# Your task:
Please render the lines below as a numbered list, skipping any blank lines and leaving the pictures out.

# Data entries:
========

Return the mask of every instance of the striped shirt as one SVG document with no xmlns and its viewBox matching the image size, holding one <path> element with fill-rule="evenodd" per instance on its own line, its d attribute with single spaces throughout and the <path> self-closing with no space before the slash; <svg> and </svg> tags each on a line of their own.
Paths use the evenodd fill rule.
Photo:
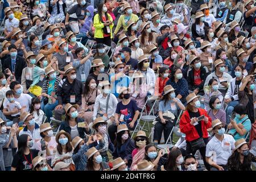
<svg viewBox="0 0 256 182">
<path fill-rule="evenodd" d="M 19 27 L 19 20 L 15 18 L 14 18 L 11 21 L 8 18 L 5 20 L 5 28 L 6 29 L 7 32 L 10 32 L 13 31 L 13 28 Z"/>
</svg>

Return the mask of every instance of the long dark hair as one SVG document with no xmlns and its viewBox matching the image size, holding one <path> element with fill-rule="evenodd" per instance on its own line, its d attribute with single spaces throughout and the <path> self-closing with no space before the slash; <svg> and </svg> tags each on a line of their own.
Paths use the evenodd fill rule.
<svg viewBox="0 0 256 182">
<path fill-rule="evenodd" d="M 165 168 L 167 171 L 179 171 L 176 164 L 176 159 L 181 155 L 181 152 L 179 149 L 172 150 L 168 156 L 167 166 Z"/>
</svg>

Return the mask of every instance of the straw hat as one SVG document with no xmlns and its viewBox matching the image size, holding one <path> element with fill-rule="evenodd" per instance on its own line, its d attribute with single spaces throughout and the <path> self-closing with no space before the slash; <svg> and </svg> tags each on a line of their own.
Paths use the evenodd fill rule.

========

# Reply:
1. Return the mask of every instance of the striped shirt as one SVG document with no xmlns and its viewBox matching the image size, holding one <path> element with fill-rule="evenodd" per instance on its own line, its d attribute with single spaces throughout and the <path> self-closing with no space before the slash; <svg> and </svg> tags each on a line of their own.
2. Paths use the evenodd fill rule.
3. Photo:
4. <svg viewBox="0 0 256 182">
5. <path fill-rule="evenodd" d="M 19 27 L 19 20 L 15 18 L 14 18 L 11 21 L 8 18 L 5 20 L 5 28 L 6 29 L 7 32 L 10 32 L 13 31 L 13 28 Z"/>
6. </svg>
7. Return the mask of every instance of the long dark hair as one SVG document with no xmlns and its viewBox matching the image size, holding one <path> element with fill-rule="evenodd" per instance on its own line, its d attribute with single spaces throughout and the <path> self-closing with no space before the slash; <svg> and </svg> tags each on a line of their own.
8. Paths use the evenodd fill rule.
9. <svg viewBox="0 0 256 182">
10. <path fill-rule="evenodd" d="M 165 168 L 167 171 L 179 171 L 176 164 L 176 159 L 181 155 L 181 152 L 179 149 L 172 150 L 168 156 L 167 166 Z"/>
11. </svg>
12. Return the mask of every instance of the straw hat as one SVG document with no xmlns and its viewBox matching the image size, holding one <path> element with fill-rule="evenodd" per instance on its own line, its d attribute with single spaces throughout and the <path> self-closing with no space before the slash; <svg> and </svg> tags each on a line of their own.
13. Paths use the evenodd fill rule.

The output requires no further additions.